• Work instructions: What lines of the data below hold "each"? Show them.

[[ Available data, beginning ]]

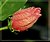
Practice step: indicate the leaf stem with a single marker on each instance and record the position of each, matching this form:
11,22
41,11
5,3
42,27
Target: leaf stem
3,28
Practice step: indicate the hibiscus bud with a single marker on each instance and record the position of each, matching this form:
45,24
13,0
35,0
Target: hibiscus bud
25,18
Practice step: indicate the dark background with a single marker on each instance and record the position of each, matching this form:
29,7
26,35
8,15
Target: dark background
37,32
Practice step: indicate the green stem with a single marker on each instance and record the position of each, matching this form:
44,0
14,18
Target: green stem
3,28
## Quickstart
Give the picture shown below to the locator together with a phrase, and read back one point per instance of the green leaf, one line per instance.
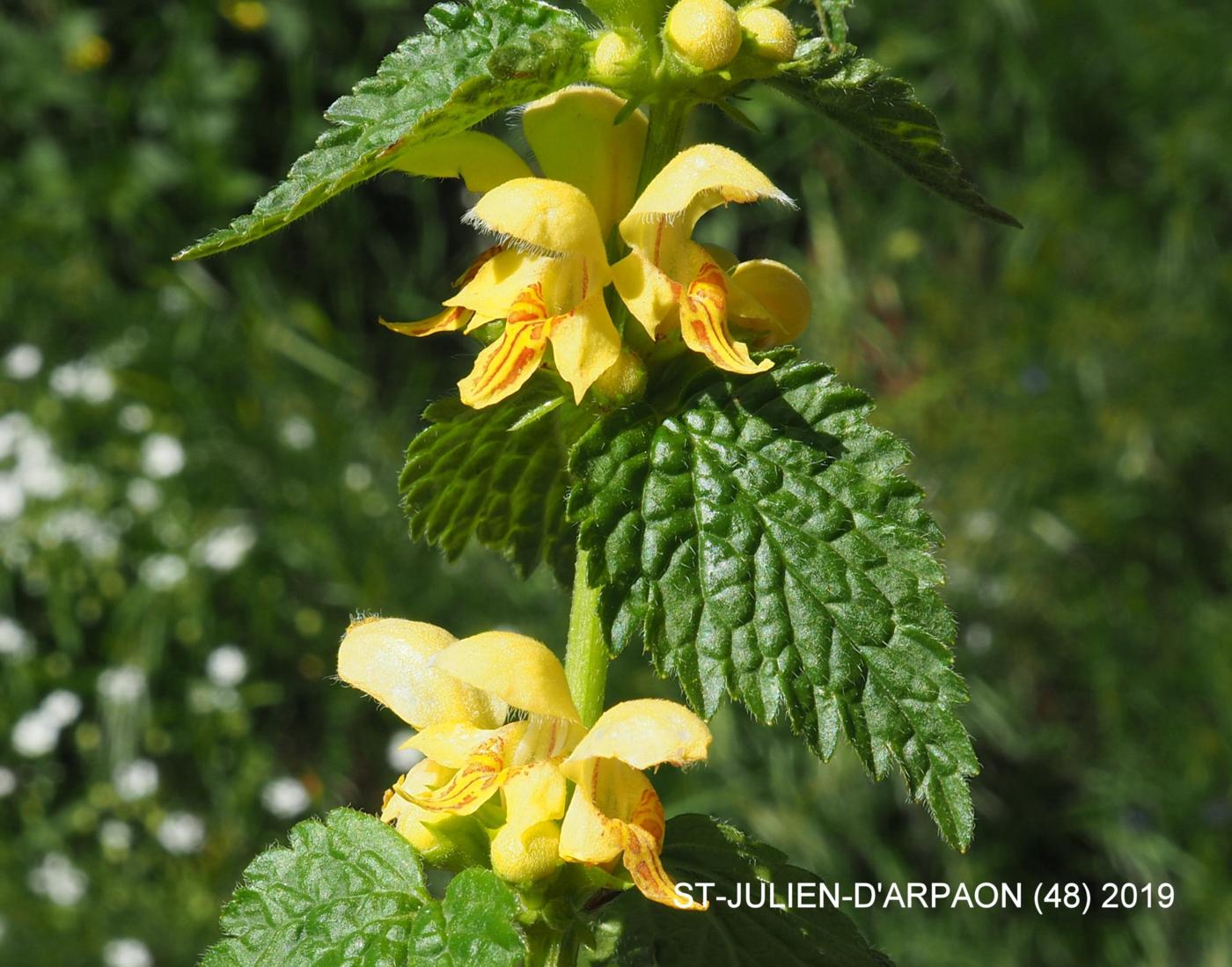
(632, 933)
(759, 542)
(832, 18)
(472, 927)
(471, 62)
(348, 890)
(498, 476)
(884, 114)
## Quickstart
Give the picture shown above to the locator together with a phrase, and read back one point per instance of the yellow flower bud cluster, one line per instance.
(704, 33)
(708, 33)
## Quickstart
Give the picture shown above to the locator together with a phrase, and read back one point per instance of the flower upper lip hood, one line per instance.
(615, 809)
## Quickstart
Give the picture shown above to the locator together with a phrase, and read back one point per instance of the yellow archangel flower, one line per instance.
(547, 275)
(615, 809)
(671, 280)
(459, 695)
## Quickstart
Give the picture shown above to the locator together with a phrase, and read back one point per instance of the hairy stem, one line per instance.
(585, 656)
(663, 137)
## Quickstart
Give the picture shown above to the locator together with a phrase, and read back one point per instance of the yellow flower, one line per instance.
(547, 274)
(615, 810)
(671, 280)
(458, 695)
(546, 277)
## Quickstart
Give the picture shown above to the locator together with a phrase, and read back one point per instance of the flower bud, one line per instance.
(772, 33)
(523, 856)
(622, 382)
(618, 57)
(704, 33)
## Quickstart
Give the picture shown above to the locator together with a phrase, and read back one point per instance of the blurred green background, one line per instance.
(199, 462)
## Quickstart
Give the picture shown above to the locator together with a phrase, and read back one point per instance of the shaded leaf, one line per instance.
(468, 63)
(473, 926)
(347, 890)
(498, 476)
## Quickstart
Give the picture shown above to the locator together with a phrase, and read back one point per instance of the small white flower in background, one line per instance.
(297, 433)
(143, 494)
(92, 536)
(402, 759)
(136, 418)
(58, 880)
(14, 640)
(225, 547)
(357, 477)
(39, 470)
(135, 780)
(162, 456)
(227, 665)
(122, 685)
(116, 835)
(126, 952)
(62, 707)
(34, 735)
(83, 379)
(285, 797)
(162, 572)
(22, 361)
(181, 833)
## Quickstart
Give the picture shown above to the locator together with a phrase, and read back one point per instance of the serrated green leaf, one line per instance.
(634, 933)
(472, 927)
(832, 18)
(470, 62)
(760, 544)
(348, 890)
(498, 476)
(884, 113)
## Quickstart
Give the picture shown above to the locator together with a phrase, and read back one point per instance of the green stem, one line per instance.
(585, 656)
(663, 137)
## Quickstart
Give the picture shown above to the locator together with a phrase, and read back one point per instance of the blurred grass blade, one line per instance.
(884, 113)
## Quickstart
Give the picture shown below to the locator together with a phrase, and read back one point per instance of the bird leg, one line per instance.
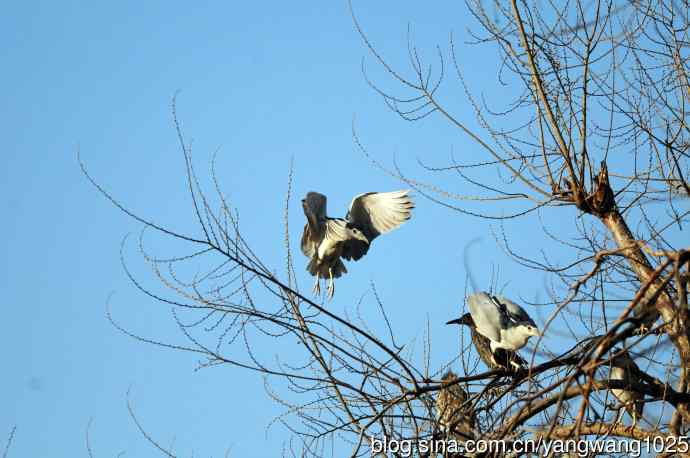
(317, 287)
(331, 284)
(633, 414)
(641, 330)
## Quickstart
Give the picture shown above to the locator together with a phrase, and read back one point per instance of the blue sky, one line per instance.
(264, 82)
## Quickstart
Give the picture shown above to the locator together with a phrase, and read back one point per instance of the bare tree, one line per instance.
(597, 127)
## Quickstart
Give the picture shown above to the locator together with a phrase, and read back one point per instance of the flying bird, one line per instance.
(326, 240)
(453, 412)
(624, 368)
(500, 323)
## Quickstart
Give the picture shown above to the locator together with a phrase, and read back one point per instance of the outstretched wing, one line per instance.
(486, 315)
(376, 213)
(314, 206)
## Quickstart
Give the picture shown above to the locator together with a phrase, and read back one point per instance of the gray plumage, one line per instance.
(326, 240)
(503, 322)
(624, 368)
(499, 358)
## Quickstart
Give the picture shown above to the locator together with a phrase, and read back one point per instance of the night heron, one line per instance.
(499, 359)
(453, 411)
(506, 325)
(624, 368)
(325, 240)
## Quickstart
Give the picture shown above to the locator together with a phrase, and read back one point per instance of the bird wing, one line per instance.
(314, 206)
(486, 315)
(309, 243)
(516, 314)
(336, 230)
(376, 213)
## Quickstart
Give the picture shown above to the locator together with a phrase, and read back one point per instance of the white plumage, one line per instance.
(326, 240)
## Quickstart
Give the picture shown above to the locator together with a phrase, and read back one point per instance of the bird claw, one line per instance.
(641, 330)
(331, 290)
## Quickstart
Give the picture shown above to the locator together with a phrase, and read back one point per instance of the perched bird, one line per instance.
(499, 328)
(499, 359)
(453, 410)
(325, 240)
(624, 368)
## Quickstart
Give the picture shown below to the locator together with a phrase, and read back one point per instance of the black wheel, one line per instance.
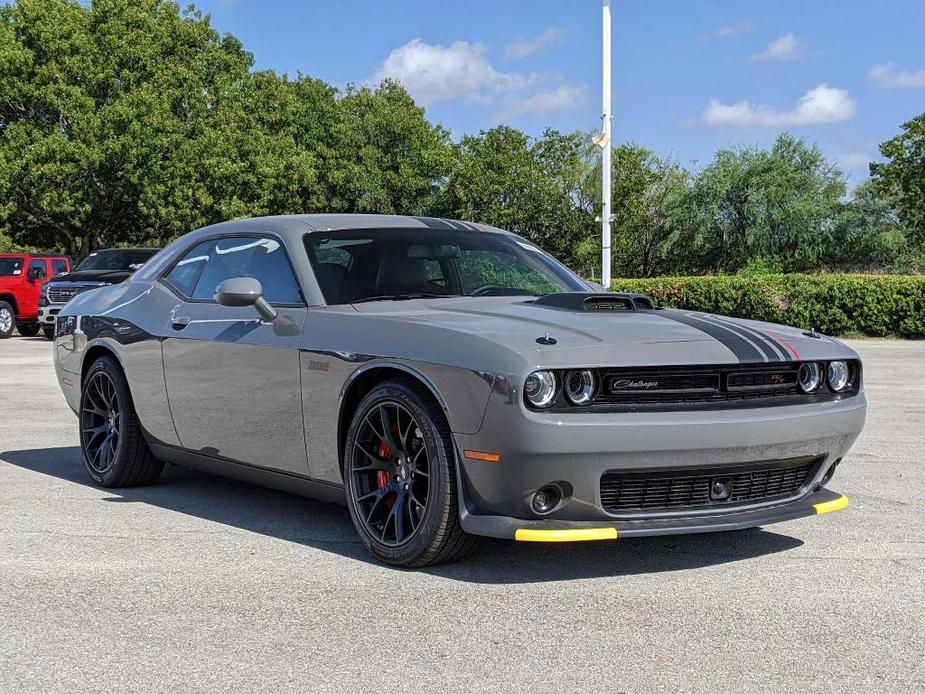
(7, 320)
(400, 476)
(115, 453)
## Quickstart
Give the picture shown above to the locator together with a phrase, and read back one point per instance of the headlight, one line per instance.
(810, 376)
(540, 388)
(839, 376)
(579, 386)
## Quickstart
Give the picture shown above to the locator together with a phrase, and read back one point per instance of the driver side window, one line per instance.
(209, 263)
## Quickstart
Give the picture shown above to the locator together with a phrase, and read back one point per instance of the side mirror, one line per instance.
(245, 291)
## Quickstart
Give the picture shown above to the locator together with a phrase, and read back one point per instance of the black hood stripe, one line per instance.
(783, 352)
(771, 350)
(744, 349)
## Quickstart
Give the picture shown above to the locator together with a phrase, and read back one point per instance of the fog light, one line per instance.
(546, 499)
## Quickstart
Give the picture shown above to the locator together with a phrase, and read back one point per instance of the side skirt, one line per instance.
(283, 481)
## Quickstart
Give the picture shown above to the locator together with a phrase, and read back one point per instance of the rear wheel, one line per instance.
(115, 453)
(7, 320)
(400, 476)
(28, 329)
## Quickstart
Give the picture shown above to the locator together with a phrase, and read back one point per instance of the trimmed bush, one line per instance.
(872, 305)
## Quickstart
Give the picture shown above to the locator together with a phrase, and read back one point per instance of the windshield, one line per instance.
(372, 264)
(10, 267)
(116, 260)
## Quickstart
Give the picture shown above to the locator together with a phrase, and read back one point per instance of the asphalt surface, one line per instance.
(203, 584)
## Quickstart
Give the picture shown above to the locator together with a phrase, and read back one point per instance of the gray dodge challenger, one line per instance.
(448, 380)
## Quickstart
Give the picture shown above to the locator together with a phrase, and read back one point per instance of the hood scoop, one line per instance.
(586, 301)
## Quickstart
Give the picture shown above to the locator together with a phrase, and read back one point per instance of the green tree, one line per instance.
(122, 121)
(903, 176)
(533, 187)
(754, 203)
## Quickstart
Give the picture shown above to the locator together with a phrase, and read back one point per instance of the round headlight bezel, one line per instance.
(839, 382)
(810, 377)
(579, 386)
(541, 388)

[[ Available data, end ]]

• Finished exercise:
Practice step: indicate the leaf stem with a single marker on each instance and record the position of each, matching this form:
Practice step: indicate the hibiscus bud with a single marker on each instance and record the position of each, matching this form:
Practice step: indicate the dark background with a single marker on each instance and record the position of each, matching this form:
Practice step: indicate the green stem with a single marker on each instance and record the position of each, matching this form:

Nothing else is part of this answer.